> _Source excerpt_

□ □ □ □ □

Converting foreach to Linq - c#

Current Code:
For each element in the MapEntryTable, check the properties IsDisplayedColumn and IsReturnColumn and if they are true then add the element to another set of lists, its running time would be O(n), there would be many elements with both properties as false, so will not get added to any of the lists in the loop.
foreach (var mapEntry in MapEntryTable)
{
if (mapEntry.IsDisplayedColumn)
Type1.DisplayColumnId.Add(mapEntry.OutputColumnId);
if (mapEntry.IsReturnColumn)
Type1.ReturnColumnId.Add(mapEntry.OutputColumnId);
}
Following is the Linq version of doing the same:
MapEntryTable.Where(x => x.IsDisplayedColumn == true).ToList().ForEach(mapEntry => Type1.DisplayColumnId.Add(mapEntry.OutputColumnId));
MapEntryTable.Where(x => x.IsReturnColumn == true).ToList().ForEach(mapEntry => Type1.ReturnColumnId.Add(mapEntry.OutputColumnId));
I am converting all such foreach code to linq, as I am learning it, but my question is:
Do I get any advantage of Linq conversion in this case or is it a disadvantage ?
Is there a better way to do the same using Linq
UPDATE:
Consider the condition where out of 1000 elements in the list 80% have both properties false, then does where provides me a benefit of quickly finding elements with a given condition.
Type1 is a custom type with set of List<int> structures, DisplayColumnId and ReturnColumnId

ForEach ins't a LINQ method. It's a method of List. And not only is it not a part of LINQ, it's very much against the very values and patterns of LINQ. Eric Lippet explains this in a blog post that was written when he was a principle developer on the C# compiler team.

□ □ □ □ □

> _Data entries_
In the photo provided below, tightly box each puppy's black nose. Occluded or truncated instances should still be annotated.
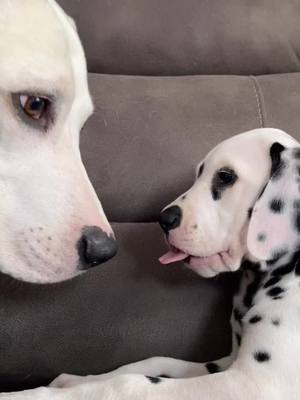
[77,226,118,269]
[158,206,182,233]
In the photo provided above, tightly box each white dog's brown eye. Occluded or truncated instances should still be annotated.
[218,168,237,185]
[20,95,50,120]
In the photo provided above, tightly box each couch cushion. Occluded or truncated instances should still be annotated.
[59,0,300,75]
[0,223,232,392]
[82,73,300,222]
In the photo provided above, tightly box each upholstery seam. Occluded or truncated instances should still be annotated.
[250,76,265,128]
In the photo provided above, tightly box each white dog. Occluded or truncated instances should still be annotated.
[0,0,300,400]
[0,0,116,283]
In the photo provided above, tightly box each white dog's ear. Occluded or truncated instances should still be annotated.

□ □ □ □ □

> _Task details_
Please return the stretch of the LINQ thread from "Converting foreach to" through "if (mapEntry.IsDisplayedColumn)", copied word for word. Work only from the LINQ thread and leave the material aside.

> _Solution for this task_
Converting foreach to Linq - c#

Current Code:
For each element in the MapEntryTable, check the properties IsDisplayedColumn and IsReturnColumn and if they are true then add the element to another set of lists, its running time would be O(n), there would be many elements with both properties as false, so will not get added to any of the lists in the loop.
foreach (var mapEntry in MapEntryTable)
{
if (mapEntry.IsDisplayedColumn)